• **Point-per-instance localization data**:
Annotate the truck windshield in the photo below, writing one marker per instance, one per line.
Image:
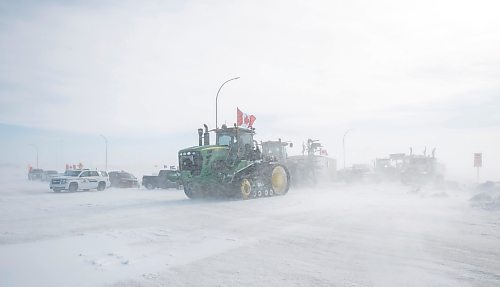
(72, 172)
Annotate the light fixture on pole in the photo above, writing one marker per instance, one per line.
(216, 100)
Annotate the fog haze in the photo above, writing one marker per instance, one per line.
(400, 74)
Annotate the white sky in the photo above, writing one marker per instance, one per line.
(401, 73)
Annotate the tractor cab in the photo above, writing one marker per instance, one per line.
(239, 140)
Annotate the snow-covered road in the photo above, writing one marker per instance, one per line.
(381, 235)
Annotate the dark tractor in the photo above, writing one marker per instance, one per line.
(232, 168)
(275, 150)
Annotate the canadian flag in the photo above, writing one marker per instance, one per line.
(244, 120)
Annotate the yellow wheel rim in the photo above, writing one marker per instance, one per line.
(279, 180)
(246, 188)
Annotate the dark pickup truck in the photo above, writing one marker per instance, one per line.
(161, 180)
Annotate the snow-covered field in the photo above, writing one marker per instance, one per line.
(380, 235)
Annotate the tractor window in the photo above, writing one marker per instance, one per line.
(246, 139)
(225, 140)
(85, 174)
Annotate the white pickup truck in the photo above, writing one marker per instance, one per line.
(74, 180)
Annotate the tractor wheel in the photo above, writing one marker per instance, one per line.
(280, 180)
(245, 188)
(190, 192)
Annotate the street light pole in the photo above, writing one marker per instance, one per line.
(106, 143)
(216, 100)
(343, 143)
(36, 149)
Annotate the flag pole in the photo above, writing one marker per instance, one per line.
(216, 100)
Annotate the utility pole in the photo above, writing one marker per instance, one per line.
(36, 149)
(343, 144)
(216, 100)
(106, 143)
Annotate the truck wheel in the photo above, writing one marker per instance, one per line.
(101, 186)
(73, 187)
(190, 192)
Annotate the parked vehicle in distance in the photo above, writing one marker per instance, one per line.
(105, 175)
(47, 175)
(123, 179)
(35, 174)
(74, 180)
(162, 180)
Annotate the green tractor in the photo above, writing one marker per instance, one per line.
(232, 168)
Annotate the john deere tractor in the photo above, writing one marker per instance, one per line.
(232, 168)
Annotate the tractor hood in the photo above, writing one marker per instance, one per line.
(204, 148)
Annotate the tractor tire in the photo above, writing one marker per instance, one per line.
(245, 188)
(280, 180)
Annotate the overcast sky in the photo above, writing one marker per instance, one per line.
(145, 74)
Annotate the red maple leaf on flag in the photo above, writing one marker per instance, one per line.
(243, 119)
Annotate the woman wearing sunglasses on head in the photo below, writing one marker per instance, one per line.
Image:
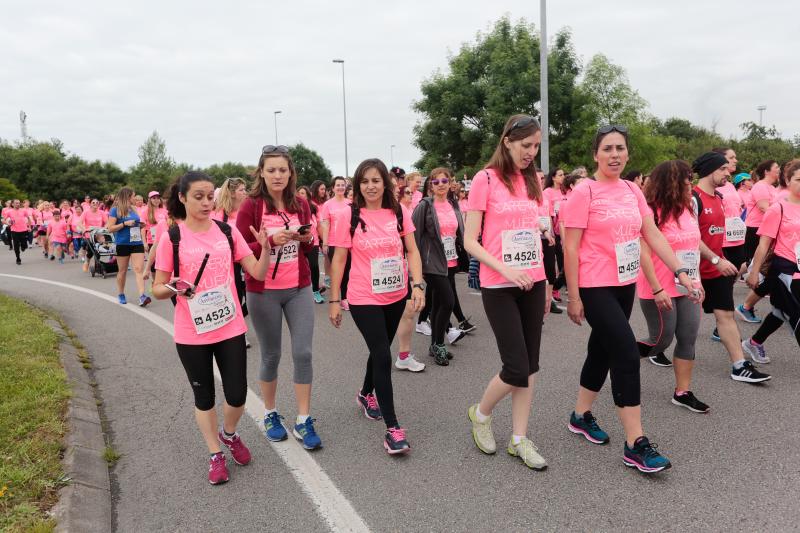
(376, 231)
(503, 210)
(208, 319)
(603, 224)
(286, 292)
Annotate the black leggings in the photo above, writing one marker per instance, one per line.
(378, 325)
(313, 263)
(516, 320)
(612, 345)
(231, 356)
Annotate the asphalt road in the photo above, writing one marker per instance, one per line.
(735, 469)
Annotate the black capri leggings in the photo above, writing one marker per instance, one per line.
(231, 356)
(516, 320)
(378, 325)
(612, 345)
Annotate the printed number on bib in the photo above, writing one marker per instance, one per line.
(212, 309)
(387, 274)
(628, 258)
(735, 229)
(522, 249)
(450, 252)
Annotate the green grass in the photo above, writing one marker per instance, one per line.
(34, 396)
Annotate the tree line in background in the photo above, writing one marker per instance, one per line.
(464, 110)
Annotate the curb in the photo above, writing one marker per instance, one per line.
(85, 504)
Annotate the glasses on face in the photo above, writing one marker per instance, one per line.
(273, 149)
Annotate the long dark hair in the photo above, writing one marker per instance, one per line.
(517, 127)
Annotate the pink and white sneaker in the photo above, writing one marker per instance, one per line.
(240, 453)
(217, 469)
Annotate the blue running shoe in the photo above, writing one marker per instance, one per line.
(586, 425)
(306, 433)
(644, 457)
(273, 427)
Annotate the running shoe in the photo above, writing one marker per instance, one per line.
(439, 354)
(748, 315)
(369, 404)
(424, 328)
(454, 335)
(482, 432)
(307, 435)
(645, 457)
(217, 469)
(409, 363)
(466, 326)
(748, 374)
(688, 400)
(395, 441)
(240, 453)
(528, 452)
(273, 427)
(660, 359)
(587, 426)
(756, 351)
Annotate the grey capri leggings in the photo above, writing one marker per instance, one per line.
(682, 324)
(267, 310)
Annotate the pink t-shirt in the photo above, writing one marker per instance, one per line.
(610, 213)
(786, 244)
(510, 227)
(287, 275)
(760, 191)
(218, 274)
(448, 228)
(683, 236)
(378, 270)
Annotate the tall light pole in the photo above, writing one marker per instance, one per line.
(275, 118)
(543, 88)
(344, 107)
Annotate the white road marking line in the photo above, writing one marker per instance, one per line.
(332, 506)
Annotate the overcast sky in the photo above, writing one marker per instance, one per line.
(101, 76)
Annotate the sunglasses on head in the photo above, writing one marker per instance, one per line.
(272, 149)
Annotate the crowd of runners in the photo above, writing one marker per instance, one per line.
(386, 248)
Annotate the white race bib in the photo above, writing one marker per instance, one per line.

* * *

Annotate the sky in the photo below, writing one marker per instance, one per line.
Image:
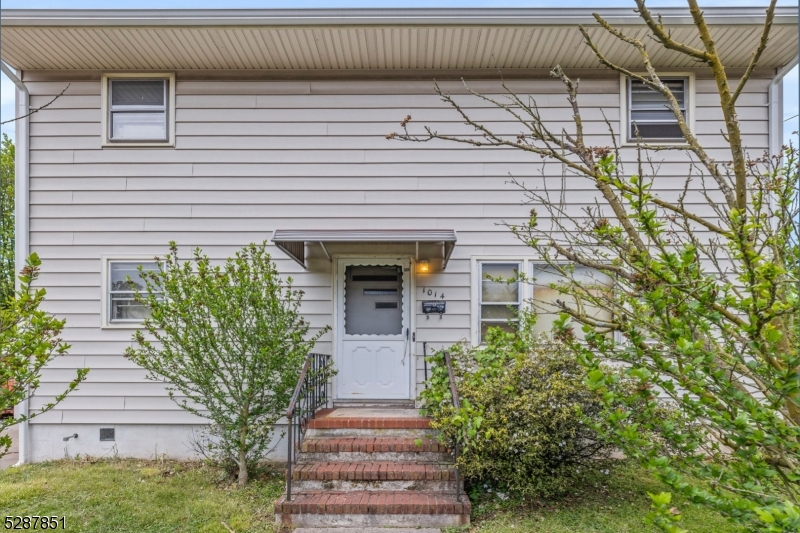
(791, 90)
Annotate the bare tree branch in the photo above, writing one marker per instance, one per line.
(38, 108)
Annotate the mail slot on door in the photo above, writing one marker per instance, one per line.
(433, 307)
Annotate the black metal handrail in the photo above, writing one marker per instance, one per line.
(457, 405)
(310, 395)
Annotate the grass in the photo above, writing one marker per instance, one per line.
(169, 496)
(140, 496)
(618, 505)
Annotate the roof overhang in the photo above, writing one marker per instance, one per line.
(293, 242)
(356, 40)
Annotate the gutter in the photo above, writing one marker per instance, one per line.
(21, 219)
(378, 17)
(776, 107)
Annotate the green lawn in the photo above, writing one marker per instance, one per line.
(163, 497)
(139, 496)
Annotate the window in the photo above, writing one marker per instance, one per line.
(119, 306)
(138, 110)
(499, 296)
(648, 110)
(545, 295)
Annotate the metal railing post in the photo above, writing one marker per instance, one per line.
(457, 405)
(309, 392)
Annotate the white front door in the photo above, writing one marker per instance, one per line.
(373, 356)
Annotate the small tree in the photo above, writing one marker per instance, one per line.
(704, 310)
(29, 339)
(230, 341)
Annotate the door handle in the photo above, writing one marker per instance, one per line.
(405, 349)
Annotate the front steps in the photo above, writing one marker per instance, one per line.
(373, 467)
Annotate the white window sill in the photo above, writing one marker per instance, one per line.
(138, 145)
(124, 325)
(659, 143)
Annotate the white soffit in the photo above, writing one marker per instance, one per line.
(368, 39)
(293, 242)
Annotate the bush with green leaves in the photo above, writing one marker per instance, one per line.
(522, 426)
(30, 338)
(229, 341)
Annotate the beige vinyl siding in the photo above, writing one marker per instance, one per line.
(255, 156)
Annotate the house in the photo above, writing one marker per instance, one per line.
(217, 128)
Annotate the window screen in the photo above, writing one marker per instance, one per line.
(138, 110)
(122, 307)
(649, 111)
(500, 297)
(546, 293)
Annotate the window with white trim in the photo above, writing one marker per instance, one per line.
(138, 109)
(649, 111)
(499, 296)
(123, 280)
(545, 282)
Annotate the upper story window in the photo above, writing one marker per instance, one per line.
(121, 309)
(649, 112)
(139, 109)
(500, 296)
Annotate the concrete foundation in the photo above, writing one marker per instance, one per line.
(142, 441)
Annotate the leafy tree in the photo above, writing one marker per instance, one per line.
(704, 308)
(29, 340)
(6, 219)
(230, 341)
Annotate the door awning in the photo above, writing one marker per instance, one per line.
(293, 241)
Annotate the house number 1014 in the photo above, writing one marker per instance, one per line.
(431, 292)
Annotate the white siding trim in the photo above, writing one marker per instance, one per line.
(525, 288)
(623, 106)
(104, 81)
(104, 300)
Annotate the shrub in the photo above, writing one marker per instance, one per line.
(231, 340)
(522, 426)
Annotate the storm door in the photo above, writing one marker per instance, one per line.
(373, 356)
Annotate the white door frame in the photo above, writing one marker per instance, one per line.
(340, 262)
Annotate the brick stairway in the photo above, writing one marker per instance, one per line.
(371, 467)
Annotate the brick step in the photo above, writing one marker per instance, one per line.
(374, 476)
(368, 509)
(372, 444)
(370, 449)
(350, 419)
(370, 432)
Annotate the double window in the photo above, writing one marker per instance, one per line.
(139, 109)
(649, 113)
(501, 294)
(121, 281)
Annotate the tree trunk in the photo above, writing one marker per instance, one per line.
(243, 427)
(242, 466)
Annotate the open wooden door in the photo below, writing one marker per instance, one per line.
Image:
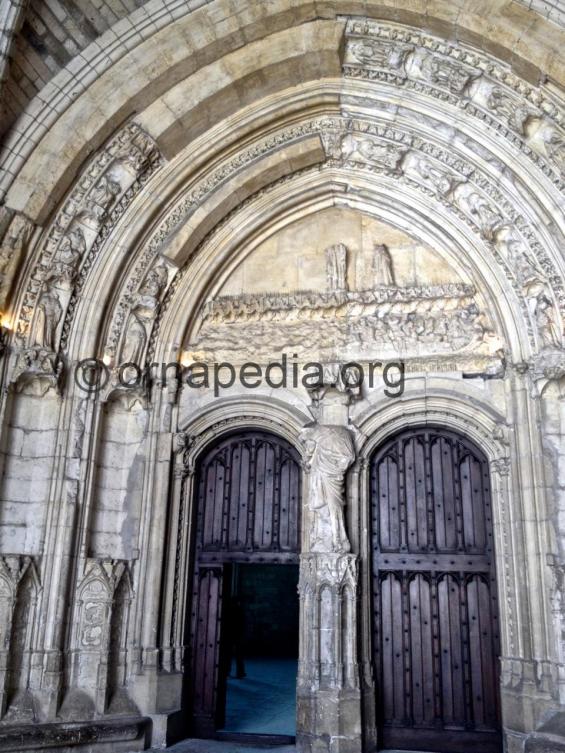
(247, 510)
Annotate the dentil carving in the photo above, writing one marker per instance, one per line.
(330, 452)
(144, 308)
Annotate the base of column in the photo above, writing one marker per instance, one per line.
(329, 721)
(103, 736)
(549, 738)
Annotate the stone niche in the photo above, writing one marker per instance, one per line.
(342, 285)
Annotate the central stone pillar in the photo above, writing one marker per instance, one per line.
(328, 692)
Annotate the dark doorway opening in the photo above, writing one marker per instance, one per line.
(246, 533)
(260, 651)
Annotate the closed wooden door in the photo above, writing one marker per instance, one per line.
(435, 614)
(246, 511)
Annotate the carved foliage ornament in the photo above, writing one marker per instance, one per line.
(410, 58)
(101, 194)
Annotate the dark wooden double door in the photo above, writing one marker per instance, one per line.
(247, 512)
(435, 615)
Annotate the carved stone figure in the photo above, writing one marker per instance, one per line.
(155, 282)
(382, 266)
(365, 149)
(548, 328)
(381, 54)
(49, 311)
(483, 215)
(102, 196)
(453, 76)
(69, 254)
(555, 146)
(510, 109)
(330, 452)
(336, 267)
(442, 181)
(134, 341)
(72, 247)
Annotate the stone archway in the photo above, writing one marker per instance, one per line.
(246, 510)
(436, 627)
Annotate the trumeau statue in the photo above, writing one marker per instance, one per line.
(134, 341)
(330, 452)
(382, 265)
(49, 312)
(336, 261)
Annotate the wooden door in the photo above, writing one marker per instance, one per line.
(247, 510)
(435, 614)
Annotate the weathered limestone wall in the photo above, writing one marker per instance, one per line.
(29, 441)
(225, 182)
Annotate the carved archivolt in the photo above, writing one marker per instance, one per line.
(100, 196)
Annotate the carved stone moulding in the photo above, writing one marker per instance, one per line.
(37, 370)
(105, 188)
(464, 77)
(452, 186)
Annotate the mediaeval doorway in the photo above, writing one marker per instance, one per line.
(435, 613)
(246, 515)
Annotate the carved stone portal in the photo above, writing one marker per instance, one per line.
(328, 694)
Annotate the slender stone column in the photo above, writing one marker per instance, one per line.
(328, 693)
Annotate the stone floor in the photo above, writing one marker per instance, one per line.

• **Directions for this task**: In the entries above, find every line with the word "below" and list it.

• **Response to this exercise**:
Annotate the truck windshield in the photo below, writing one marker per instance, one per line.
Annotate the woman wearing sunglasses on head in the photo below, writing one marker per instance, one per line.
Annotate the sky in the photo below, writing one marker per instance, one per line.
Annotate the open wooden door in the photo below, writing one marker per instance, one per line.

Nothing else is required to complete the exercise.